— BEGIN EXCERPTED PASSAGE —

Kelsey Waldon’s “They’ll Never Keep Us Down” is a serviceable homage release, as the proud Kentuckian covers everyone from Nina Simone to Neil Young, and everything from union labour to feelings of freedom.

It’s her own voice and artistry, however, that often struggles to shine though.

Last year Waldon became the first artist to sign to John Prine’s Oh Boy Records in 15 years when the late songwriter took Waldon under his wing. Since then Waldon has done Prine proud, but she’s doesn’t appear to be aiming for radio play with these relatively listless cover tracks.

Young’s “Ohio” is beautifully handled by Waldon’s collection of accomplished musicians, but her vocals have trouble breaking through the sonic wall and come off as an afterthought. She fails to slice through.

— END EXCERPTED PASSAGE —

[WORK TO DO]:
(1) In the review of Kelsey Waldon's cover album, which record label did she sign to last year?
(2) Continue the review of Kelsey Waldon's cover album from its last sentence.

— BEGIN GIVEN INFORMATION —

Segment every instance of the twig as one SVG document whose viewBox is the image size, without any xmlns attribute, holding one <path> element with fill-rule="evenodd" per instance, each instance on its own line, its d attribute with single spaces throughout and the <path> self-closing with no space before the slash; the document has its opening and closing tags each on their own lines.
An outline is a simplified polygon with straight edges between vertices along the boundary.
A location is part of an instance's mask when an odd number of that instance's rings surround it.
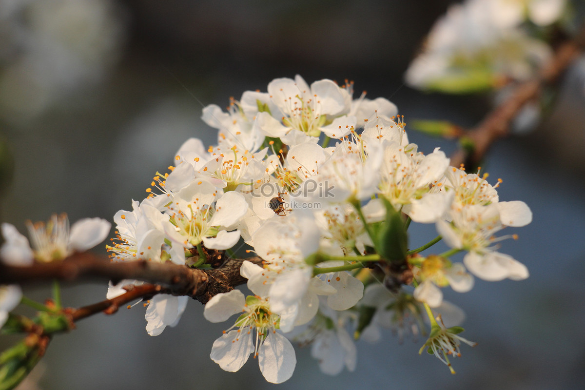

— END GIVEN INFORMATION —

[WRITTEN ANSWERS]:
(1) John Prine's Oh Boy Records.

(2)
Waldon’s version of Simone’s “I Wish I Knew How It Would Feel to Be Free” falls similarly short. The peppy country pace doesn't deliver the passion the song deserves. On “The Law Is for Protection of the People," a song penned by Kris Kristofferson, Waldon never quite lets her voice rise to a level that would match the fire of the lyrics.

Waldon finally shines on “They’ll Never Keep Us Down,” a pro-union song written by Hazel Dickens in the mid-1970s for the Oscar-winning documentary “Harlan County, USA.” This clearly rings special to Waldon and her feelings for her home state, and this bluegrass composition and pace suits her best.